##### TEXTAUSSCHNITT #####
Astro-logische Merk-Würdigkeiten
Gespenstische Zwischenzustände
von Barbara Egert
Meist sind es nicht Depressionen, an die man sich noch nach Jahren wie an ein Ungeheuer aus einem fremden Leben erinnert, sondern seelische Zustände, die keinen Namen haben, mit denen man sie dingfest machen könnte. Sie vagabundieren durch unser Inneres – mal hier, mal dort –, aber immer tauchen sie in einem ungünstigen Moment auf und verderben uns die Laune.
#####
ZU ERLEDIGENDE AUFGABEN
A. Wann tauchen die namenlosen seelischen Zustände laut dem Textausschnitt auf?
B. Ermitteln Sie jede Zeile der Datensätze, in der die Zeichenfolge "bumper" vorkommt, und geben Sie diese Zeilen vollständig wieder. Achten Sie dabei auf Groß- und Kleinschreibung.
##### ROHDATEN #####
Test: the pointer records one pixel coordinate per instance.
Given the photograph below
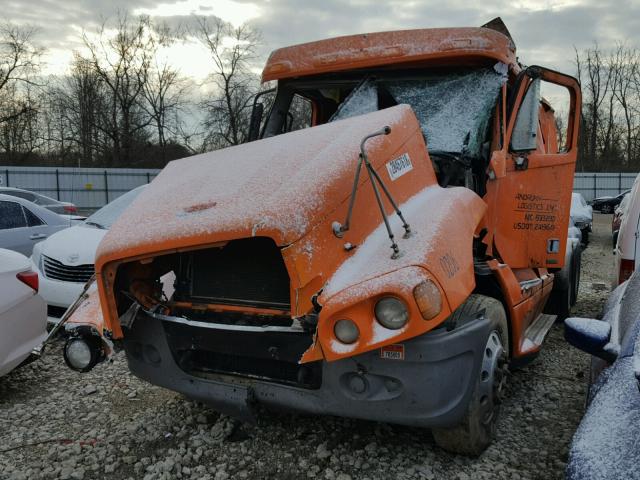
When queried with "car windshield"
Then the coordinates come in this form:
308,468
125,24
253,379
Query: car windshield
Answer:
107,215
575,201
453,107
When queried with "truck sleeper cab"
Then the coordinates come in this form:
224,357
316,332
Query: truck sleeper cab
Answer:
342,264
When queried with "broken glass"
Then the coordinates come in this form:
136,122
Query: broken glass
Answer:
363,99
453,109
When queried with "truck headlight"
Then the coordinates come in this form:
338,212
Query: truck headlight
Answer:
346,331
391,313
428,298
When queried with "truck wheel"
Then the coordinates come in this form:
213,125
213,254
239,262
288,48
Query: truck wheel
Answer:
474,434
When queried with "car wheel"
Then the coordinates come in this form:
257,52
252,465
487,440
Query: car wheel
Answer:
575,284
477,428
585,236
559,302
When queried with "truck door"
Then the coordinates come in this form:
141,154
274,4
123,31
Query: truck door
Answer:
531,177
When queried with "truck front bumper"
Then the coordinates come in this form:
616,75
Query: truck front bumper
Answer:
430,387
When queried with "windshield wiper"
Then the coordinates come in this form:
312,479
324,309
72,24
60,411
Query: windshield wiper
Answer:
95,224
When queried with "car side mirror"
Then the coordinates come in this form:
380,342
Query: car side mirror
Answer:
591,336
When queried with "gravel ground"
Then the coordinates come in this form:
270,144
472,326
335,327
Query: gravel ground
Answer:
55,423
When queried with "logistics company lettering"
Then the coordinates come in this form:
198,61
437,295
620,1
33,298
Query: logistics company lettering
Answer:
539,213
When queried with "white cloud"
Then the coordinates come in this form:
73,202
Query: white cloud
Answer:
230,11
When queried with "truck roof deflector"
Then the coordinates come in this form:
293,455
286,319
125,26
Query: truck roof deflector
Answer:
339,229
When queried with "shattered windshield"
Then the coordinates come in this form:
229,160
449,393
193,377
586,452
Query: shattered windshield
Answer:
453,109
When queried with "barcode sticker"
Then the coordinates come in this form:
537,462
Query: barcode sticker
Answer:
399,166
392,352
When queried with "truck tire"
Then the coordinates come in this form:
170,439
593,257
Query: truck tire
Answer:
476,430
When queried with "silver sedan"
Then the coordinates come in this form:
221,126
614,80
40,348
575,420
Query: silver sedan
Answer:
23,314
23,224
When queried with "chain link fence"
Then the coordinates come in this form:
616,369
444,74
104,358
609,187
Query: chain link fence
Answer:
88,188
91,188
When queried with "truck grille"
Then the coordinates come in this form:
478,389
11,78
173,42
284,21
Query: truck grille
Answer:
67,273
248,272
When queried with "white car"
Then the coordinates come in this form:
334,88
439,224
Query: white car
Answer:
23,313
65,261
581,215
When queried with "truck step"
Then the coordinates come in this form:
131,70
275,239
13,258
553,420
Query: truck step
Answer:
535,333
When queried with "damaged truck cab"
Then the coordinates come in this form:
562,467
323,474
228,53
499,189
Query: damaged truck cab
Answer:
383,250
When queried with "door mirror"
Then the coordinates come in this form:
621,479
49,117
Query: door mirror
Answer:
257,112
256,121
525,131
591,336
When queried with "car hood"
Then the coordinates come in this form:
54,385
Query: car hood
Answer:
75,245
279,187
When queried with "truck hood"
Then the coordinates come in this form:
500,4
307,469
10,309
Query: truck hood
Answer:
278,187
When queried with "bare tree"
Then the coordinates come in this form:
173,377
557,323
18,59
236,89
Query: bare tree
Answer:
232,49
627,63
164,93
122,62
19,61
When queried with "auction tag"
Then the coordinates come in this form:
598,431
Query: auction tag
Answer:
392,352
399,166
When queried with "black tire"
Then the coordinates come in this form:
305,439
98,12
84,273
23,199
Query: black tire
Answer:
476,430
585,236
561,297
575,284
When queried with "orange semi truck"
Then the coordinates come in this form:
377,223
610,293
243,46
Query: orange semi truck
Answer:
383,250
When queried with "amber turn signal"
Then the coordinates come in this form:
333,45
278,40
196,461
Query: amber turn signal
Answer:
428,298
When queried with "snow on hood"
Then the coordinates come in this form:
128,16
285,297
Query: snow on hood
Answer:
278,187
78,240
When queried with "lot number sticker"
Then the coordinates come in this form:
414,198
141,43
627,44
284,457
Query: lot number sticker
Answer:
399,166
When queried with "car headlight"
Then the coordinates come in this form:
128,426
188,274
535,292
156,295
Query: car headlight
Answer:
82,353
36,258
346,331
428,298
391,313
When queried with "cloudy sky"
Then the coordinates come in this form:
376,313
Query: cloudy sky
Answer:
545,31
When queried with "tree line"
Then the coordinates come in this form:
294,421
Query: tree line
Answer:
610,126
122,103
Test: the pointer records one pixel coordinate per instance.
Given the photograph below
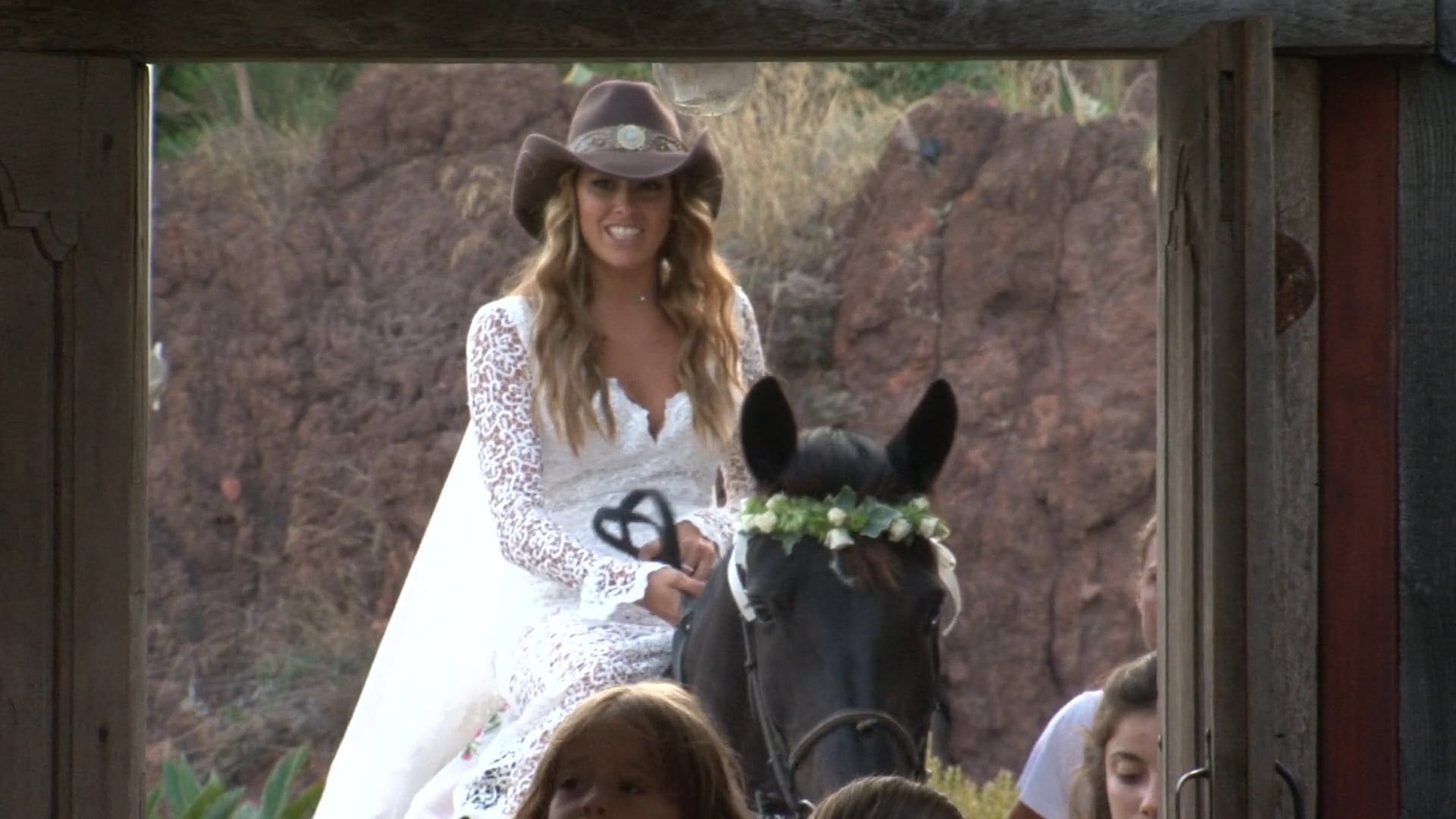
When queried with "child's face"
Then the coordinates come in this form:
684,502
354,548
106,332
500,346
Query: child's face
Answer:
609,773
1131,767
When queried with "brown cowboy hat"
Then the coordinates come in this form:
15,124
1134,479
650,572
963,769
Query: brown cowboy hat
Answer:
620,129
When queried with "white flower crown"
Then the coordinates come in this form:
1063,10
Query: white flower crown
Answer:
835,521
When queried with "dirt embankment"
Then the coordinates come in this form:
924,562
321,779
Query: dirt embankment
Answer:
313,322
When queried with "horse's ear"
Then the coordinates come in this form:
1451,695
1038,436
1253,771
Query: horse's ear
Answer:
919,450
769,431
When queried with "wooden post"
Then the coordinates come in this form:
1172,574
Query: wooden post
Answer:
1283,560
73,308
1218,400
1427,439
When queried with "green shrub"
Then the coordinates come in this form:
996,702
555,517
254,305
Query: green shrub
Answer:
181,795
989,800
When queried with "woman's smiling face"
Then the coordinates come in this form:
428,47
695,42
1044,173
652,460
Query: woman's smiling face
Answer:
622,222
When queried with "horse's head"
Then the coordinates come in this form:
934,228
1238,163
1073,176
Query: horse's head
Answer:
845,620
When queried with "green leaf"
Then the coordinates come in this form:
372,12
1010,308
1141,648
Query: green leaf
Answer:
880,518
275,792
180,784
224,806
206,798
303,806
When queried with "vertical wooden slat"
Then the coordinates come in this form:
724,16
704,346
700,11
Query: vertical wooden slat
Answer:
1218,400
1427,444
1247,428
1283,582
1359,768
38,190
1187,107
104,413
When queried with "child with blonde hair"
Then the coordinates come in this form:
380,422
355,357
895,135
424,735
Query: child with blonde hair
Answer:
642,751
886,798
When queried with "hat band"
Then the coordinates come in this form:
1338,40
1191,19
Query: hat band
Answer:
626,137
#####
ANTWORTEN IM ÜBERBLICK
A. Sie tauchen immer in einem ungünstigen Moment auf und verderben uns die Laune.

B.
When queried with "truck front bumper"
Query: truck front bumper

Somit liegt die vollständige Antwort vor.